» Excerpted passage:
Overview
Compared with cameras used for ADAS perception systems, cameras installed inside the cockpit have simpler functional characteristics and lower performance requirements. For example, an OMS passenger monitoring camera typically achieves good results at 5 MP. OMS can also be used for in-cabin conferencing and child detection. DMS driver monitoring systems, SVC 360 surround cameras, and DVR dashcams are cameras shared between the autonomous driving domain (ADC) and the cockpit domain (CDC). The following sections summarize these camera types.
Key considerations for automotive cameras are mounting location and distance to the ISP processing chip. For cameras below 2 MP, image data is often output directly in YUV format without a dedicated ISP. For cameras above 2 MP, devices typically output raw data and require an ISP for image processing. Because many cameras may be used, placing an ISP with every camera would be costly. It is common to centralize ISP processing inside the CDC cockpit controller and transport camera raw data over high-speed transmission lines to a centralized ISP. This requires a high-speed video transport bus.
As described in discussions of high-speed audio/video interfaces, common solutions use GMSL or FPD-Link to transmit remote camera raw data into the CDC. Emerging options include MIPI-A PHY and ASA. Serializer/deserializer (SerDes) chips are typically paired: a serializer at the camera end and a deserializer at the CDC end. Cable runs can reach up to about 10 meters, rarely exceeding 15 meters.

» Short problem 1: Find every line of the records that contains the word "shape" and copy each such line. Case counts.

» Rows:
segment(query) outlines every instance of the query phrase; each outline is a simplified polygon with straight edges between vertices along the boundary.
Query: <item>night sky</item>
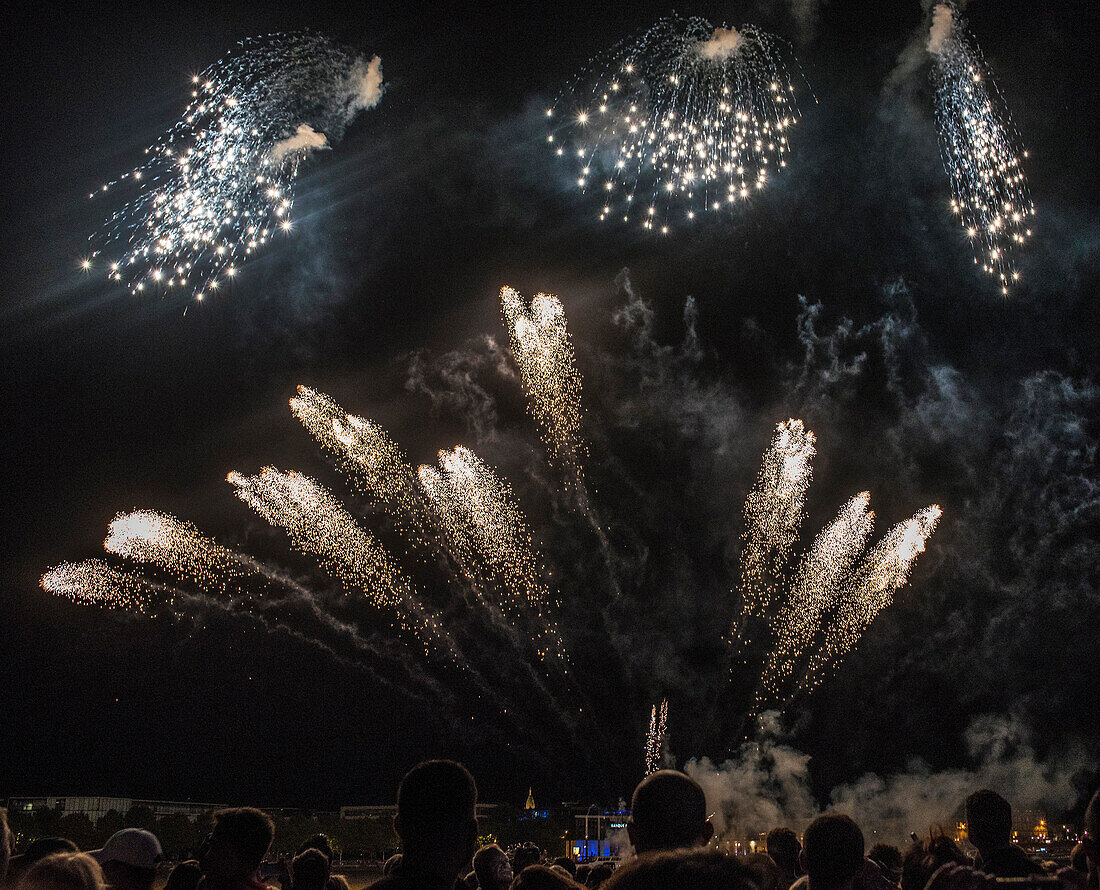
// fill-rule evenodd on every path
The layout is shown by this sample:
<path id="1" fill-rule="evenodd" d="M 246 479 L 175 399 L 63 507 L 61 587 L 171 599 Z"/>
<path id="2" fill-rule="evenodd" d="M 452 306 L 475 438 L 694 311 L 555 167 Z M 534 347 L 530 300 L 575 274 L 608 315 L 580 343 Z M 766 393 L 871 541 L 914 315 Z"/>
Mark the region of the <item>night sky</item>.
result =
<path id="1" fill-rule="evenodd" d="M 547 151 L 542 116 L 586 59 L 669 8 L 12 13 L 0 788 L 334 807 L 389 802 L 409 766 L 450 756 L 486 800 L 520 803 L 534 785 L 540 803 L 612 802 L 639 777 L 663 696 L 676 758 L 722 760 L 745 730 L 722 644 L 740 510 L 788 417 L 818 438 L 804 545 L 865 488 L 879 534 L 926 504 L 945 512 L 895 604 L 784 715 L 820 802 L 913 758 L 975 766 L 967 739 L 989 715 L 1036 761 L 1080 765 L 1088 781 L 1100 754 L 1097 7 L 966 11 L 1030 150 L 1038 208 L 1008 299 L 948 212 L 927 65 L 892 75 L 927 10 L 795 7 L 676 8 L 789 40 L 803 118 L 766 190 L 663 239 L 595 220 L 597 199 Z M 387 91 L 305 163 L 294 238 L 202 305 L 81 273 L 109 209 L 88 193 L 140 163 L 190 75 L 241 39 L 301 28 L 378 54 Z M 618 596 L 595 539 L 554 499 L 501 360 L 505 284 L 565 306 Z M 272 633 L 224 611 L 144 619 L 38 587 L 50 567 L 100 556 L 116 513 L 147 507 L 336 602 L 223 481 L 274 464 L 346 492 L 286 408 L 301 383 L 381 422 L 417 463 L 462 442 L 509 480 L 558 584 L 583 716 L 530 694 L 521 655 L 499 641 L 479 652 L 499 666 L 491 705 L 446 673 L 436 696 L 383 682 L 339 646 L 322 650 L 293 613 Z M 444 597 L 440 578 L 420 580 Z"/>

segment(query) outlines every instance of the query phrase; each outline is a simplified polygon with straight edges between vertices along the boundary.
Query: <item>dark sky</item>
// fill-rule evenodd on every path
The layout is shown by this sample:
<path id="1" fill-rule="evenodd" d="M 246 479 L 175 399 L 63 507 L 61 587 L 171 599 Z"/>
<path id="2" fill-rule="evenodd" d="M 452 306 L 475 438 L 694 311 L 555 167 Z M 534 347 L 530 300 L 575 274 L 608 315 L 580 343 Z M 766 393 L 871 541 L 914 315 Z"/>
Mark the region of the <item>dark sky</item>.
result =
<path id="1" fill-rule="evenodd" d="M 946 212 L 927 69 L 884 86 L 926 21 L 916 0 L 822 2 L 812 30 L 780 0 L 679 7 L 792 41 L 816 101 L 796 80 L 791 164 L 737 215 L 663 240 L 590 222 L 539 111 L 590 56 L 668 11 L 11 14 L 0 789 L 333 806 L 386 802 L 411 763 L 448 755 L 490 800 L 519 801 L 531 783 L 613 800 L 637 778 L 649 704 L 664 695 L 676 756 L 721 758 L 744 706 L 723 691 L 721 646 L 738 516 L 789 416 L 820 440 L 805 540 L 861 488 L 880 530 L 945 507 L 911 586 L 788 715 L 818 793 L 914 756 L 964 765 L 981 714 L 1019 719 L 1038 757 L 1077 746 L 1094 759 L 1096 6 L 967 11 L 1040 210 L 1007 300 Z M 295 238 L 201 307 L 82 275 L 103 211 L 87 193 L 138 163 L 189 75 L 238 40 L 299 28 L 377 53 L 388 87 L 307 162 Z M 569 312 L 617 601 L 593 580 L 594 540 L 551 508 L 537 432 L 482 339 L 504 343 L 504 284 L 557 293 Z M 285 408 L 299 383 L 382 422 L 416 462 L 461 441 L 510 479 L 561 579 L 588 715 L 565 725 L 532 703 L 518 657 L 501 668 L 509 716 L 460 681 L 447 701 L 410 696 L 240 616 L 135 620 L 38 589 L 47 568 L 99 554 L 111 517 L 134 507 L 323 584 L 223 482 L 273 463 L 342 491 Z"/>

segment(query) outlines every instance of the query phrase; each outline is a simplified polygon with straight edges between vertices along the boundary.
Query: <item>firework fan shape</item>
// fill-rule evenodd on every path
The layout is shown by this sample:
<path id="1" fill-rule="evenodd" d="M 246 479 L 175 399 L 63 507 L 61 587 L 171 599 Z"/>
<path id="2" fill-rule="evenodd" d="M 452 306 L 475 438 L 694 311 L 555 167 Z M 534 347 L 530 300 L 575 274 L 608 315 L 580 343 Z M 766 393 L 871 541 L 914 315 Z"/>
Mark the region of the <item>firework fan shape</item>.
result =
<path id="1" fill-rule="evenodd" d="M 600 218 L 668 233 L 738 206 L 787 166 L 799 120 L 784 47 L 752 25 L 670 17 L 590 63 L 547 139 Z"/>
<path id="2" fill-rule="evenodd" d="M 572 369 L 564 312 L 557 298 L 547 297 L 541 304 L 537 298 L 527 309 L 515 292 L 506 290 L 506 295 L 516 300 L 505 303 L 513 336 L 524 340 L 522 325 L 537 326 L 538 342 L 551 343 L 550 352 L 560 352 L 546 367 Z M 508 314 L 509 305 L 515 315 Z M 517 349 L 521 366 L 527 354 Z M 522 378 L 531 414 L 540 422 L 546 421 L 541 421 L 539 406 L 558 404 L 562 392 L 571 393 L 570 409 L 579 417 L 579 377 L 575 388 L 563 388 L 557 373 L 539 369 L 525 371 Z M 361 594 L 388 619 L 381 630 L 386 648 L 376 637 L 364 637 L 348 625 L 342 612 L 333 612 L 345 607 L 342 602 L 334 603 L 285 572 L 217 543 L 190 523 L 153 510 L 120 514 L 103 543 L 118 560 L 151 568 L 154 574 L 167 573 L 170 585 L 129 564 L 92 559 L 50 570 L 42 576 L 43 589 L 77 603 L 142 614 L 156 614 L 165 603 L 169 611 L 175 605 L 201 611 L 204 604 L 217 603 L 227 612 L 258 615 L 268 628 L 275 627 L 272 622 L 278 620 L 278 613 L 264 609 L 260 595 L 270 592 L 276 606 L 289 596 L 308 606 L 307 617 L 328 635 L 326 639 L 344 640 L 353 646 L 356 658 L 385 663 L 391 650 L 411 650 L 437 668 L 464 669 L 464 678 L 493 696 L 497 692 L 473 662 L 473 650 L 464 648 L 473 642 L 483 650 L 485 634 L 491 633 L 507 647 L 509 657 L 522 660 L 529 669 L 536 662 L 543 666 L 541 673 L 531 670 L 528 675 L 534 678 L 539 701 L 562 716 L 547 685 L 550 682 L 568 695 L 575 690 L 574 661 L 559 626 L 562 605 L 547 580 L 549 561 L 538 549 L 508 482 L 464 446 L 441 451 L 438 466 L 414 469 L 378 425 L 348 414 L 308 387 L 298 388 L 290 409 L 336 459 L 351 485 L 371 502 L 370 507 L 393 520 L 393 530 L 409 546 L 405 556 L 427 551 L 432 559 L 422 560 L 420 568 L 431 565 L 449 573 L 453 586 L 436 585 L 450 597 L 444 606 L 429 605 L 420 595 L 414 575 L 407 573 L 406 562 L 411 561 L 395 559 L 384 542 L 387 531 L 380 529 L 376 536 L 363 517 L 353 515 L 336 494 L 309 476 L 270 466 L 252 476 L 231 472 L 228 481 L 242 501 L 284 529 L 297 550 L 338 579 L 344 594 Z M 553 457 L 552 446 L 550 452 Z M 735 666 L 759 660 L 759 669 L 751 673 L 758 678 L 754 713 L 783 707 L 794 694 L 812 692 L 822 682 L 908 582 L 939 518 L 938 507 L 926 507 L 867 549 L 873 514 L 869 494 L 861 492 L 840 508 L 790 570 L 814 452 L 814 435 L 801 420 L 779 424 L 745 504 L 741 606 L 732 658 Z M 185 586 L 175 586 L 182 582 Z M 201 593 L 188 592 L 186 584 Z M 465 628 L 448 624 L 466 606 L 487 618 L 475 622 L 479 630 L 469 639 L 462 636 Z M 321 641 L 321 637 L 311 639 Z M 398 659 L 397 663 L 410 682 L 415 680 L 440 699 L 447 696 L 440 683 L 424 679 L 419 660 Z M 492 667 L 499 666 L 494 662 Z M 652 711 L 647 769 L 667 754 L 667 721 L 668 703 L 662 701 Z"/>
<path id="3" fill-rule="evenodd" d="M 927 50 L 952 211 L 974 244 L 975 263 L 1008 295 L 1020 278 L 1015 251 L 1031 238 L 1035 215 L 1021 166 L 1027 152 L 954 7 L 939 3 L 933 10 Z"/>
<path id="4" fill-rule="evenodd" d="M 501 289 L 501 308 L 519 365 L 531 414 L 550 454 L 580 484 L 586 447 L 581 435 L 581 375 L 565 327 L 565 308 L 552 294 L 538 294 L 530 306 L 513 288 Z"/>
<path id="5" fill-rule="evenodd" d="M 382 65 L 311 33 L 240 43 L 193 77 L 183 117 L 101 191 L 132 197 L 94 235 L 111 281 L 202 297 L 292 228 L 302 158 L 382 98 Z M 95 197 L 92 193 L 91 197 Z"/>

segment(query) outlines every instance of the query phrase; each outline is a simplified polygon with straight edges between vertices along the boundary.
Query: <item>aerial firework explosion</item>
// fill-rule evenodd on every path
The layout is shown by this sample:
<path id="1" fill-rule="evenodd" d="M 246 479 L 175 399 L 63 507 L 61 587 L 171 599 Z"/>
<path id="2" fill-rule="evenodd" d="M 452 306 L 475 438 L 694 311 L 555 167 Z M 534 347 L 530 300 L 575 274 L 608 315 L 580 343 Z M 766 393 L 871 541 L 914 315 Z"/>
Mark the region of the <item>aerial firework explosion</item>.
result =
<path id="1" fill-rule="evenodd" d="M 997 85 L 953 6 L 933 10 L 928 34 L 936 121 L 952 179 L 952 211 L 975 246 L 975 263 L 1008 295 L 1018 281 L 1013 255 L 1031 237 L 1035 215 L 1021 160 L 1027 152 Z"/>
<path id="2" fill-rule="evenodd" d="M 575 374 L 561 304 L 546 296 L 542 305 L 550 307 L 546 316 L 552 321 L 551 342 L 560 354 L 520 376 L 531 413 L 549 427 L 539 406 L 558 405 L 563 393 L 571 399 L 571 416 L 581 416 L 580 378 L 571 378 L 563 387 L 557 372 L 546 371 L 568 367 Z M 537 317 L 539 311 L 536 301 L 532 315 Z M 506 310 L 506 318 L 514 336 L 514 359 L 522 369 L 525 362 L 534 361 L 524 338 L 516 337 L 525 315 L 517 310 L 509 316 Z M 539 336 L 546 338 L 544 331 Z M 455 446 L 439 453 L 438 466 L 414 470 L 380 426 L 348 414 L 321 393 L 299 387 L 290 409 L 369 502 L 367 509 L 353 514 L 327 487 L 293 471 L 265 468 L 253 476 L 231 472 L 228 481 L 242 501 L 285 529 L 296 549 L 315 558 L 339 581 L 340 598 L 333 600 L 323 590 L 315 594 L 285 571 L 216 543 L 189 523 L 150 510 L 117 517 L 105 547 L 124 560 L 166 572 L 173 583 L 197 585 L 201 594 L 164 587 L 129 568 L 99 560 L 59 565 L 43 575 L 43 587 L 76 602 L 139 612 L 147 611 L 150 597 L 161 591 L 187 598 L 189 608 L 198 607 L 206 596 L 223 609 L 243 608 L 253 614 L 261 600 L 252 587 L 258 585 L 261 594 L 271 592 L 276 602 L 288 596 L 307 602 L 307 617 L 324 633 L 353 645 L 356 658 L 377 662 L 388 658 L 393 667 L 395 661 L 402 662 L 394 647 L 383 649 L 377 644 L 378 635 L 384 641 L 415 641 L 426 658 L 405 663 L 417 694 L 427 690 L 442 700 L 446 685 L 473 682 L 479 699 L 501 699 L 514 711 L 526 708 L 529 721 L 551 714 L 559 730 L 575 739 L 578 715 L 594 718 L 587 716 L 592 708 L 585 705 L 592 700 L 578 675 L 573 644 L 606 620 L 597 605 L 603 594 L 596 592 L 594 580 L 587 578 L 573 587 L 578 593 L 586 591 L 591 603 L 559 602 L 559 592 L 550 583 L 553 560 L 540 547 L 542 536 L 537 538 L 532 532 L 512 485 L 471 449 Z M 580 422 L 570 429 L 576 437 L 572 441 L 580 442 Z M 818 685 L 890 603 L 893 592 L 906 583 L 939 517 L 938 507 L 927 507 L 866 550 L 873 517 L 870 497 L 862 492 L 842 507 L 792 570 L 814 452 L 814 435 L 801 420 L 779 424 L 746 499 L 740 605 L 730 658 L 735 675 L 754 663 L 751 670 L 740 670 L 740 675 L 755 679 L 748 711 L 737 705 L 741 708 L 738 713 L 783 707 L 792 696 Z M 570 453 L 580 474 L 585 451 L 578 447 Z M 551 458 L 553 454 L 551 444 Z M 570 516 L 578 518 L 575 512 Z M 374 524 L 369 526 L 372 518 Z M 573 531 L 579 529 L 581 526 Z M 591 549 L 591 528 L 584 526 L 584 530 L 587 543 L 582 538 L 575 543 Z M 395 557 L 400 551 L 391 543 L 392 536 L 404 543 L 407 559 Z M 608 565 L 618 564 L 608 560 Z M 427 583 L 425 572 L 432 573 Z M 637 584 L 649 586 L 651 580 L 639 578 Z M 606 602 L 630 609 L 630 597 L 639 591 L 620 590 L 619 579 L 612 586 L 613 595 Z M 227 592 L 232 595 L 224 595 Z M 362 595 L 348 595 L 353 593 Z M 377 613 L 370 619 L 375 627 L 373 636 L 363 636 L 342 617 L 349 600 L 373 606 Z M 727 615 L 738 613 L 734 603 Z M 272 614 L 265 613 L 266 627 L 273 626 Z M 572 616 L 569 622 L 562 620 L 566 614 Z M 639 663 L 654 657 L 648 649 L 631 652 L 634 656 L 639 657 Z M 446 682 L 426 680 L 429 666 L 444 671 Z M 485 680 L 505 675 L 505 666 L 507 675 L 528 686 L 502 689 Z M 371 662 L 371 667 L 376 664 Z M 455 674 L 457 667 L 464 672 Z M 528 690 L 534 694 L 518 702 Z M 508 695 L 516 697 L 508 701 Z M 667 719 L 666 699 L 652 712 L 647 768 L 668 755 Z M 602 732 L 593 725 L 587 729 Z"/>
<path id="3" fill-rule="evenodd" d="M 590 63 L 547 110 L 550 146 L 600 219 L 668 233 L 745 202 L 799 120 L 784 48 L 752 25 L 670 17 Z"/>
<path id="4" fill-rule="evenodd" d="M 661 758 L 666 754 L 666 740 L 669 730 L 669 700 L 662 699 L 661 706 L 654 704 L 649 714 L 649 732 L 646 733 L 646 774 L 657 772 L 661 768 Z"/>
<path id="5" fill-rule="evenodd" d="M 552 294 L 537 294 L 528 307 L 510 287 L 501 289 L 501 307 L 531 414 L 542 428 L 551 457 L 580 483 L 585 458 L 581 375 L 573 361 L 565 309 Z"/>
<path id="6" fill-rule="evenodd" d="M 179 288 L 202 299 L 233 277 L 289 233 L 302 158 L 382 98 L 377 56 L 310 33 L 242 41 L 191 81 L 190 103 L 147 160 L 101 189 L 132 197 L 84 267 L 101 257 L 132 293 Z"/>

» Short problem 2: In the automotive camera overview, reproduce word for word everything from "As described in" down to "exceeding 15 meters.".

» Written answer 1:
Query: <item>firework fan shape</item>
Mark the region of the <item>firework fan shape</item>.

» Written answer 2:
As described in discussions of high-speed audio/video interfaces, common solutions use GMSL or FPD-Link to transmit remote camera raw data into the CDC. Emerging options include MIPI-A PHY and ASA. Serializer/deserializer (SerDes) chips are typically paired: a serializer at the camera end and a deserializer at the CDC end. Cable runs can reach up to about 10 meters, rarely exceeding 15 meters.